[Dataset excerpts on object pointing]
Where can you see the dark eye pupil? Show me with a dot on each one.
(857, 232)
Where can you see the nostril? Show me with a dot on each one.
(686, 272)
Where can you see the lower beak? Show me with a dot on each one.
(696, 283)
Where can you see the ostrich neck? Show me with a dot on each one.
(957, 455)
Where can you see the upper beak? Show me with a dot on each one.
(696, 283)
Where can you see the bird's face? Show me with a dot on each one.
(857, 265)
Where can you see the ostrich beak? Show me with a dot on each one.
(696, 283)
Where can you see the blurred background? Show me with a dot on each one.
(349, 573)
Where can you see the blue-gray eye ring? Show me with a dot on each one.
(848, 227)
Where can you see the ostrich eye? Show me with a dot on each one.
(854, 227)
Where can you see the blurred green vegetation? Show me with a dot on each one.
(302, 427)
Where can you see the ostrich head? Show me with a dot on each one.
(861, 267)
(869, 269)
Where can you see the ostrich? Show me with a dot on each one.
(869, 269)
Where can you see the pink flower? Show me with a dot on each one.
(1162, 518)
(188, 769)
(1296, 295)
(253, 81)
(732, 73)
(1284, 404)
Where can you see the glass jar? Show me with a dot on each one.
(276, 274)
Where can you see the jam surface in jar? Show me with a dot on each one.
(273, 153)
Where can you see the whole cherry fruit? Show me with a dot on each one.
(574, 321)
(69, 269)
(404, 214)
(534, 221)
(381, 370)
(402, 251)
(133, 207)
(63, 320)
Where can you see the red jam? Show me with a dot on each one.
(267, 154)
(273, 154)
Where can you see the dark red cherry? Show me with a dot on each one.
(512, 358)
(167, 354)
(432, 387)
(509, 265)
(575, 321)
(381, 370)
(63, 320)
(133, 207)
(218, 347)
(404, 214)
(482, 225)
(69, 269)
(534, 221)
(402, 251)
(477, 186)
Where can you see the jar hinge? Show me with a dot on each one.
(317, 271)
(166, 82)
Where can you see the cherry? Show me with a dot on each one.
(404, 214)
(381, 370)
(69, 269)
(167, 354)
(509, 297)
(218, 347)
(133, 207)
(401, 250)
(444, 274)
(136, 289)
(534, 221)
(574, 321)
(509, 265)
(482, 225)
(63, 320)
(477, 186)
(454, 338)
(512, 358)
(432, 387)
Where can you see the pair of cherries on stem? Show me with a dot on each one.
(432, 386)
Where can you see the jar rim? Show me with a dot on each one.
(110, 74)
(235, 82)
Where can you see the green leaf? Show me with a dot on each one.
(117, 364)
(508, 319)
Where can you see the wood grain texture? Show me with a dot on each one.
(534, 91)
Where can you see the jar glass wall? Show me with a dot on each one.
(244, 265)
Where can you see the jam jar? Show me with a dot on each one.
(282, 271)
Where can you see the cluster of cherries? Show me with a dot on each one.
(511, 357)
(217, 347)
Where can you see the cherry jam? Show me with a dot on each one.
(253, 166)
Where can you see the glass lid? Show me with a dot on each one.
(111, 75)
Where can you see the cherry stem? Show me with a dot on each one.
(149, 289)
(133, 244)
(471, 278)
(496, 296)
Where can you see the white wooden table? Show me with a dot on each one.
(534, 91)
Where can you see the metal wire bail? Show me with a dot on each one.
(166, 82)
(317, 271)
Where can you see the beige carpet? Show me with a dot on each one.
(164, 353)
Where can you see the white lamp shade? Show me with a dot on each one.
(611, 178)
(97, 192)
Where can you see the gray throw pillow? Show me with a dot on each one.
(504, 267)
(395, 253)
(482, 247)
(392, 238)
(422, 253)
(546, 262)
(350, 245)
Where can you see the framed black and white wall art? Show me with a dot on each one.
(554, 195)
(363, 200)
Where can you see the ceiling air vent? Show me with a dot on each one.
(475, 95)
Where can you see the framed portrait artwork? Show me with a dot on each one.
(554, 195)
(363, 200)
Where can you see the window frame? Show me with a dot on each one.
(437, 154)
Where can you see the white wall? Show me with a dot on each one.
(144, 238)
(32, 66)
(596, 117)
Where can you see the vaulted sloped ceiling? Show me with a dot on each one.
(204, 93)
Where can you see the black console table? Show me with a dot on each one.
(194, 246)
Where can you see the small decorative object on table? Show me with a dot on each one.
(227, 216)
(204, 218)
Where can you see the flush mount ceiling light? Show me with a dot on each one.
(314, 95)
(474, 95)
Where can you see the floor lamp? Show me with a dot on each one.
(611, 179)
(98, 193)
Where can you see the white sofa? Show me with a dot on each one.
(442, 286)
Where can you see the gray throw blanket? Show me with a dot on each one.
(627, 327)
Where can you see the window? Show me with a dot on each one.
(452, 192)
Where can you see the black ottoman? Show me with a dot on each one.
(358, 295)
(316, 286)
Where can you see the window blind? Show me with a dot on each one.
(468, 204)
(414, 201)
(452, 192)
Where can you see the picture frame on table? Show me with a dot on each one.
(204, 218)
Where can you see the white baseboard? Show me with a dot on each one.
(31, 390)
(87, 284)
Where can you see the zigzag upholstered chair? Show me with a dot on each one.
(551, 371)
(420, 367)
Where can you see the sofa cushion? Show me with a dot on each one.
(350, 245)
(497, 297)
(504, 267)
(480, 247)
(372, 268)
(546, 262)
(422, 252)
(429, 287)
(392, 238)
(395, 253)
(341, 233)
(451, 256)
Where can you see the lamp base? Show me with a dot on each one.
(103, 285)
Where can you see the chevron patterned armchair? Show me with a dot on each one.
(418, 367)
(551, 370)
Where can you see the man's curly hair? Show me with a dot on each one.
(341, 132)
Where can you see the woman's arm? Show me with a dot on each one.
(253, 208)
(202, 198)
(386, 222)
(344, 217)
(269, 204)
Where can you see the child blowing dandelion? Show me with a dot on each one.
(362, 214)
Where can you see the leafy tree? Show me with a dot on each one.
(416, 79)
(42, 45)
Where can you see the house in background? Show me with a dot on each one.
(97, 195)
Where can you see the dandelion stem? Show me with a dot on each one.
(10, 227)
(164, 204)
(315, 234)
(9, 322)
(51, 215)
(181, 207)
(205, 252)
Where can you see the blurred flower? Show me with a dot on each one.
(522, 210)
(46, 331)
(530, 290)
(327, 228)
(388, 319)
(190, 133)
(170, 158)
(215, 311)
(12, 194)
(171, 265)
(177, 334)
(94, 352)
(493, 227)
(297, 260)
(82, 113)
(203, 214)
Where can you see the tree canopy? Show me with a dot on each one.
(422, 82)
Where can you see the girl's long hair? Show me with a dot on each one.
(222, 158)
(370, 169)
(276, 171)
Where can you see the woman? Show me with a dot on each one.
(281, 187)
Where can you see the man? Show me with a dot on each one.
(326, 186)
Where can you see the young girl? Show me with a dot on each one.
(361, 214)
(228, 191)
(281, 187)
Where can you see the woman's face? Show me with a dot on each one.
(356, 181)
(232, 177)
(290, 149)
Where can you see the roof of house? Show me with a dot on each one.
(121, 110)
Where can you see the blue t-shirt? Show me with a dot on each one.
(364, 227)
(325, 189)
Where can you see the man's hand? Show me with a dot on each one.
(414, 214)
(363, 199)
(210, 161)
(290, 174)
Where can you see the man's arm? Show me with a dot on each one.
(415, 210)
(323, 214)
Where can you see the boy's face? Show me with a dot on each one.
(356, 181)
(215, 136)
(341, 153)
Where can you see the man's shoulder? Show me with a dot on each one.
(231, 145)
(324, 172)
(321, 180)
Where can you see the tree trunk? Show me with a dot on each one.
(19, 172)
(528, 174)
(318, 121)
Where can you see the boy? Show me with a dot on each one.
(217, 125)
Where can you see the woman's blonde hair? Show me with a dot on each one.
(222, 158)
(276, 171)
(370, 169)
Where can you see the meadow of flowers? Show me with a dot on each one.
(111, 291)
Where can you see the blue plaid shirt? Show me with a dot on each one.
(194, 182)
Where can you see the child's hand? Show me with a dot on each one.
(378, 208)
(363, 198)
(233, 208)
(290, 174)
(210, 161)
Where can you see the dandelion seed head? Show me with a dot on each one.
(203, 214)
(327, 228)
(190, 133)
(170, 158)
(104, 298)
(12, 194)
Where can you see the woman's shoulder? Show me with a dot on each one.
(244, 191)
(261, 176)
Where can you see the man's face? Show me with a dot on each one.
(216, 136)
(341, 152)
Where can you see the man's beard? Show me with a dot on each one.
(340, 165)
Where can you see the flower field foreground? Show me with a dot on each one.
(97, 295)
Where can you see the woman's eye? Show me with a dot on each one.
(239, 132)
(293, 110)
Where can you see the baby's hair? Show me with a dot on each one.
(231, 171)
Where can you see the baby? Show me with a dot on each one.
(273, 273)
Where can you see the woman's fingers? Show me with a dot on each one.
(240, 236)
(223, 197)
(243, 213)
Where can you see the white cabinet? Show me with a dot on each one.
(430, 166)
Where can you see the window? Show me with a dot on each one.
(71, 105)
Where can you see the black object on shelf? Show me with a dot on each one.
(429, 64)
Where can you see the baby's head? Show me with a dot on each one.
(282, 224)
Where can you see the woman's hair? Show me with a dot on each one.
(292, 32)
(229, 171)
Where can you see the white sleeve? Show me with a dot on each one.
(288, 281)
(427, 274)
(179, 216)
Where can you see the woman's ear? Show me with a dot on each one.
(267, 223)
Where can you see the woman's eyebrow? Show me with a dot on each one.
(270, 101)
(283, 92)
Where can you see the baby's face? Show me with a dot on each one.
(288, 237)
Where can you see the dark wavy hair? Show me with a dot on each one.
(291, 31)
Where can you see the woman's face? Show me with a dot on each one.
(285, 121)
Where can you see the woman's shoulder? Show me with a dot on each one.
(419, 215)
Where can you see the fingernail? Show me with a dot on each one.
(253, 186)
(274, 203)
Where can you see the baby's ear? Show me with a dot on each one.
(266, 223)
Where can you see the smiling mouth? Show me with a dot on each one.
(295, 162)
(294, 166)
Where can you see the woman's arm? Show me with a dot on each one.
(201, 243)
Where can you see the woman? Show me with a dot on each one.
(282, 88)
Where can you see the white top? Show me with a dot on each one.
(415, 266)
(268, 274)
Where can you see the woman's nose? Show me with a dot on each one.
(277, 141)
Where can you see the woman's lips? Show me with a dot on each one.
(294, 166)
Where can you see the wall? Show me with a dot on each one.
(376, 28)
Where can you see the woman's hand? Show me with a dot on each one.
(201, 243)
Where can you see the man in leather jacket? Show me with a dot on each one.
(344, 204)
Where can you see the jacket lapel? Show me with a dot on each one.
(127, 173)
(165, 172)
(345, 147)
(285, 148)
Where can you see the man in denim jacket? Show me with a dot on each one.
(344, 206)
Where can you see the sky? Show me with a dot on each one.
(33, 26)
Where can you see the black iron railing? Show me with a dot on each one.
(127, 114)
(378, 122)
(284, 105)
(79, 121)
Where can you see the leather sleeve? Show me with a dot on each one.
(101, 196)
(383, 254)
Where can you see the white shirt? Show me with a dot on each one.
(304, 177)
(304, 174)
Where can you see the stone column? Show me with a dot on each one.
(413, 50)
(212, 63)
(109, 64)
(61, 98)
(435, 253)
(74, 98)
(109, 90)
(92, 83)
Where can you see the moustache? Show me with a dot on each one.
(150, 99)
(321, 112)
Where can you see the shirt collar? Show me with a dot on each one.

* [What the task asks]:
Reproduce exactly, with nothing added, the lines from the one that contains "Where can you see the man in leather" to the end of the data.

* [Complete answer]:
Where can you see the man in leather jacket? Show me with a dot on each one.
(344, 204)
Where can you see the jacket lapel? Show me with a dot on each one.
(127, 173)
(165, 172)
(345, 147)
(285, 148)
Where can you see the man in denim jacket? Show me with a dot on each one.
(344, 206)
Where can you see the sky? Show me with a dot on each one.
(33, 26)
Where can you see the black iron railing? Show me with a dot on each one.
(127, 114)
(378, 122)
(284, 105)
(79, 121)
Where can you see the leather sleeve? Show me with a dot on each one.
(101, 196)
(383, 254)
Where can you see the white shirt? Show me with a dot on each one.
(304, 177)
(304, 174)
Where can you see the stone column? Show me with a dot on each one.
(413, 50)
(212, 63)
(109, 64)
(61, 98)
(435, 253)
(74, 98)
(109, 90)
(92, 83)
Where can you see the moustache? Show me with a dot on each one.
(150, 99)
(321, 112)
Where can you see the shirt collar? Show me with a dot on each one.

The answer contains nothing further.